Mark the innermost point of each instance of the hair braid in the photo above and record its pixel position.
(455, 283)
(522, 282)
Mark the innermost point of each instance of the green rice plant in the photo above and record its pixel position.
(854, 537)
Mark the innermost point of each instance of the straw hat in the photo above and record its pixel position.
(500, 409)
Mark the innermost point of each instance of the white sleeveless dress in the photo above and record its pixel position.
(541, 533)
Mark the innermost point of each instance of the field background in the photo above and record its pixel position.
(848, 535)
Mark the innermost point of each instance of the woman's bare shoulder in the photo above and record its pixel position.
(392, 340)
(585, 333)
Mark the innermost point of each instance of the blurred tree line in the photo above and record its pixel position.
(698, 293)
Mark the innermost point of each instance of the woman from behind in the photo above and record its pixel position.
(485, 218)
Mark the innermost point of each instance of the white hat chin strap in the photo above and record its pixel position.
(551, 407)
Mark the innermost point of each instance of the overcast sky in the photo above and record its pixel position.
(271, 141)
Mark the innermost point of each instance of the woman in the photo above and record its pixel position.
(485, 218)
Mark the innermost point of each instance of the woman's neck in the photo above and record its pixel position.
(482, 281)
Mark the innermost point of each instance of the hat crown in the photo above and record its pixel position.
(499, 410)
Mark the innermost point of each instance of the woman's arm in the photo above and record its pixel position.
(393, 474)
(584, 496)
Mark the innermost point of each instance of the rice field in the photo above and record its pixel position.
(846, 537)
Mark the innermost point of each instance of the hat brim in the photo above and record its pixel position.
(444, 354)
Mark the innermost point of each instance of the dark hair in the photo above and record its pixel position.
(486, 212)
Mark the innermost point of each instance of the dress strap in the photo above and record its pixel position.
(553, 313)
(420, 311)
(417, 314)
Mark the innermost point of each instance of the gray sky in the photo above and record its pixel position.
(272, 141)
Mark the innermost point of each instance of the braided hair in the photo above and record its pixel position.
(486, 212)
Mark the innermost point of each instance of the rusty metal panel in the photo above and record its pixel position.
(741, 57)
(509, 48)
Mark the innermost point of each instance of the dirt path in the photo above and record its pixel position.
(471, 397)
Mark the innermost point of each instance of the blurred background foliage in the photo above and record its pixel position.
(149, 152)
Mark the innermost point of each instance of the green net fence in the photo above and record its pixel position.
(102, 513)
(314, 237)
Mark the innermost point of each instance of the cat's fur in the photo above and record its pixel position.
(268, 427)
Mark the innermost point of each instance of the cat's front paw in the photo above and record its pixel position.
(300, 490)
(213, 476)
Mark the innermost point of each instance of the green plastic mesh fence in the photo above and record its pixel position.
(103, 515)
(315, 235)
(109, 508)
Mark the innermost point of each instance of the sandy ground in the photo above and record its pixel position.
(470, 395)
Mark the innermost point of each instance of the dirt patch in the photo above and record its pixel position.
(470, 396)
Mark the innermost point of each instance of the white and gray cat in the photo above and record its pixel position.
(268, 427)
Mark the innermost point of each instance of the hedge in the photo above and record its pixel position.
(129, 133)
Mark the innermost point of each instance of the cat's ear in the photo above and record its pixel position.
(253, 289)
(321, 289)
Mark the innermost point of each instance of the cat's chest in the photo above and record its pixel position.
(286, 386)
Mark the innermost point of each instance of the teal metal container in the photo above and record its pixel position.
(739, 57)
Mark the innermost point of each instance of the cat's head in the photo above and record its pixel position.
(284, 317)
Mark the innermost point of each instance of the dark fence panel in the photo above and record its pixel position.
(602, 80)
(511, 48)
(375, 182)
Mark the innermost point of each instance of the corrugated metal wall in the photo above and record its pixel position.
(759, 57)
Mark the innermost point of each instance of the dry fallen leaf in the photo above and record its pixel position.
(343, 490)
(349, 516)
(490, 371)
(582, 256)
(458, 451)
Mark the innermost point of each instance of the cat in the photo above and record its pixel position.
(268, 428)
· · · ·
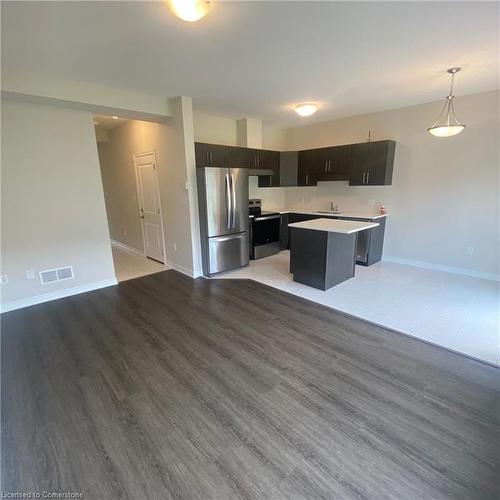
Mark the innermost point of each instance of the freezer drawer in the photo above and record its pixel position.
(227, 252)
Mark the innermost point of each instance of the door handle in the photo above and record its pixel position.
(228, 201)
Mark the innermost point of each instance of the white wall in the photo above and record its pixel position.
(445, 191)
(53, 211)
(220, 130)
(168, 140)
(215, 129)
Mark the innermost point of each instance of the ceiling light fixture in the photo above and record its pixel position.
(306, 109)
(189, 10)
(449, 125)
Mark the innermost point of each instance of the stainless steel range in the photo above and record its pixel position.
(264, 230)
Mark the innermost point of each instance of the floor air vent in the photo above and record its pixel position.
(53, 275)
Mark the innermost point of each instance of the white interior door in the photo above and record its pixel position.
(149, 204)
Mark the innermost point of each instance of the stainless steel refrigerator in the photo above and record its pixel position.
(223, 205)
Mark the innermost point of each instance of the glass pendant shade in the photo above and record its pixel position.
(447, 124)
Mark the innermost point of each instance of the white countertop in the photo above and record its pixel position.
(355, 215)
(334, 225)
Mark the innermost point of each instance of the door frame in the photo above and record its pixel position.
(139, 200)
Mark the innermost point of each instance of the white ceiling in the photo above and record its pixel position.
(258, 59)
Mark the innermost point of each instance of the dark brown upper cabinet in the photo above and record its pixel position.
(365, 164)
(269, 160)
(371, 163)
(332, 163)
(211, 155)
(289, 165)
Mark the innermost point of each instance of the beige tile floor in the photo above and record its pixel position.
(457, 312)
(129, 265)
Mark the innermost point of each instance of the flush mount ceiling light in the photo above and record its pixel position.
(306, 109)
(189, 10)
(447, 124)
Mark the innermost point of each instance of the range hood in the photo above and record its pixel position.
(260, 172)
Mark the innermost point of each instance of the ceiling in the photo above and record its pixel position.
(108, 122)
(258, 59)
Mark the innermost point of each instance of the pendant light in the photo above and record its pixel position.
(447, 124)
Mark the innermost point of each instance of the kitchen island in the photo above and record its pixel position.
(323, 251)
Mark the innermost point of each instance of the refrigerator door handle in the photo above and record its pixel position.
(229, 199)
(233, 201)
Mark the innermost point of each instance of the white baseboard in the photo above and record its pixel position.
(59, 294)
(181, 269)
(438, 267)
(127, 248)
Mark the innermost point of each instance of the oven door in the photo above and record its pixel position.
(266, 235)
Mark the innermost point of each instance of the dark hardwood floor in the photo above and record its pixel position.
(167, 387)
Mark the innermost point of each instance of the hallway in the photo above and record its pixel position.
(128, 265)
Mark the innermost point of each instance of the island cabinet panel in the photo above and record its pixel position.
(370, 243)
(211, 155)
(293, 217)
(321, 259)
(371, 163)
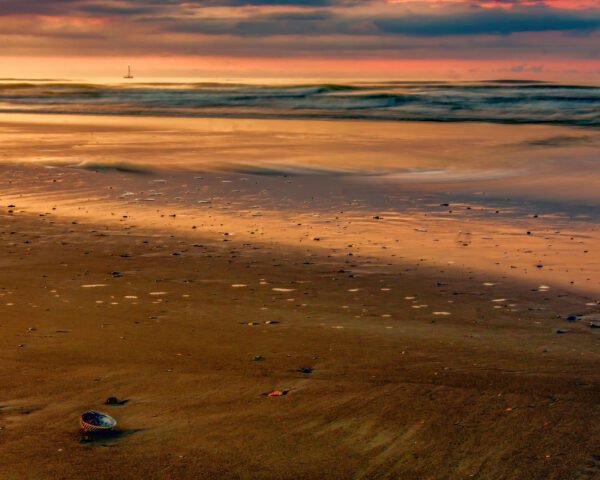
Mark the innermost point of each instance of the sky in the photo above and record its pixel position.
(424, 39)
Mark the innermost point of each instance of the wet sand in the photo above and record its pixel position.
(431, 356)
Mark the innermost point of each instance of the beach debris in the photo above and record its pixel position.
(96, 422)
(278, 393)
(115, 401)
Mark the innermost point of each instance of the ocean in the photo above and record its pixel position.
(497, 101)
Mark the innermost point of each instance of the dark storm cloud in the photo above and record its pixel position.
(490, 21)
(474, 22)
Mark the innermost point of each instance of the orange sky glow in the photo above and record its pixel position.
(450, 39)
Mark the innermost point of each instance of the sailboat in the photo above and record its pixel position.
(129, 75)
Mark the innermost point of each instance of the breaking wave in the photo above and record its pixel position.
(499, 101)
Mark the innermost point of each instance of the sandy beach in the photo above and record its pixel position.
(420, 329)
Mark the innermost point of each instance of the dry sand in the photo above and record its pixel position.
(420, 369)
· · · ·
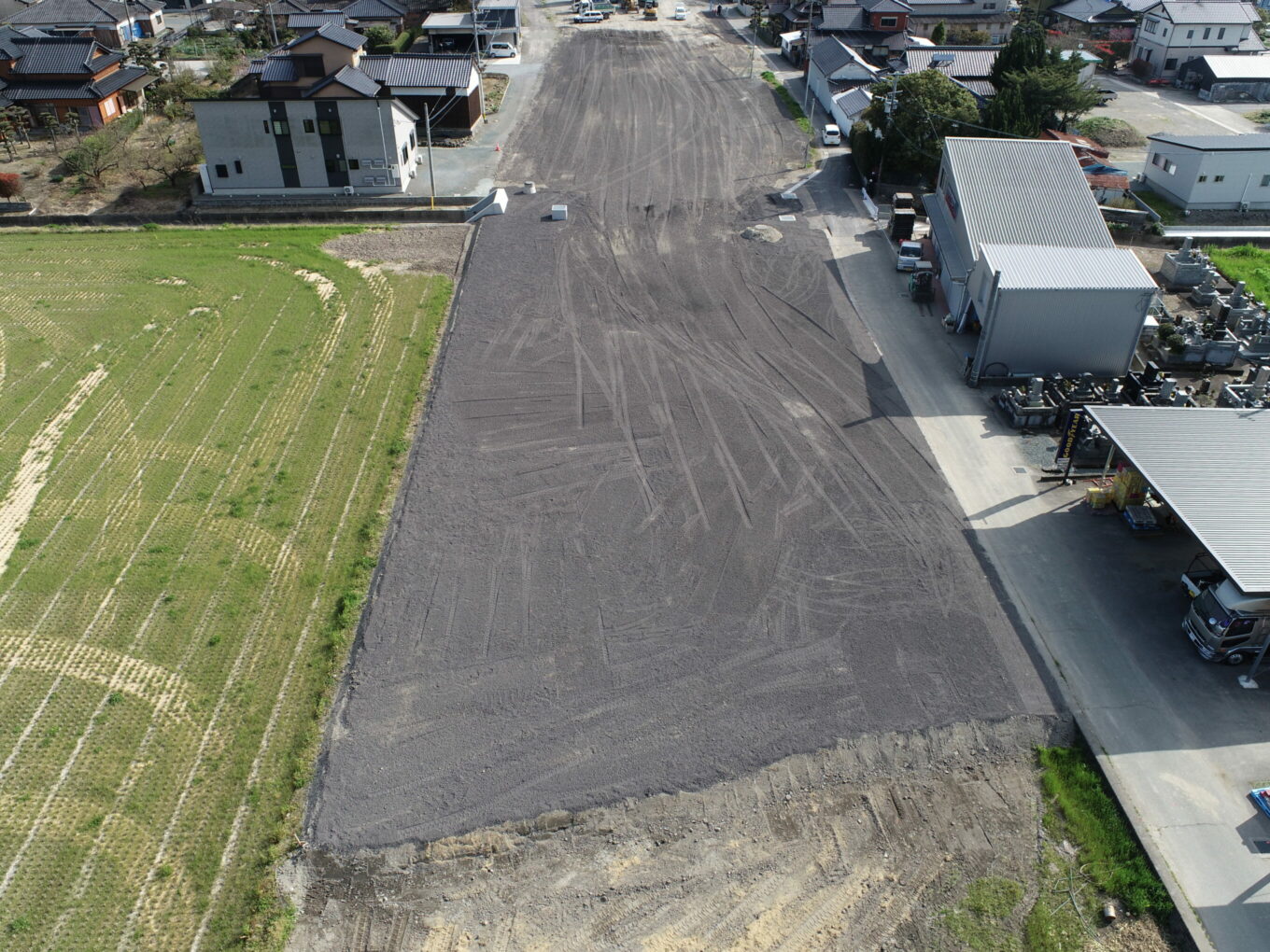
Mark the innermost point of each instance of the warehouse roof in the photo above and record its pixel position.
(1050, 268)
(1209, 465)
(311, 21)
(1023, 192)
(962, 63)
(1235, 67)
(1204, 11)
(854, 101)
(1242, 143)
· · · ·
* Work to do:
Count the lines of the data above that contain the string "refrigerator", treating uppercase and lowercase as different. Reply with the number alone.

* Final result:
2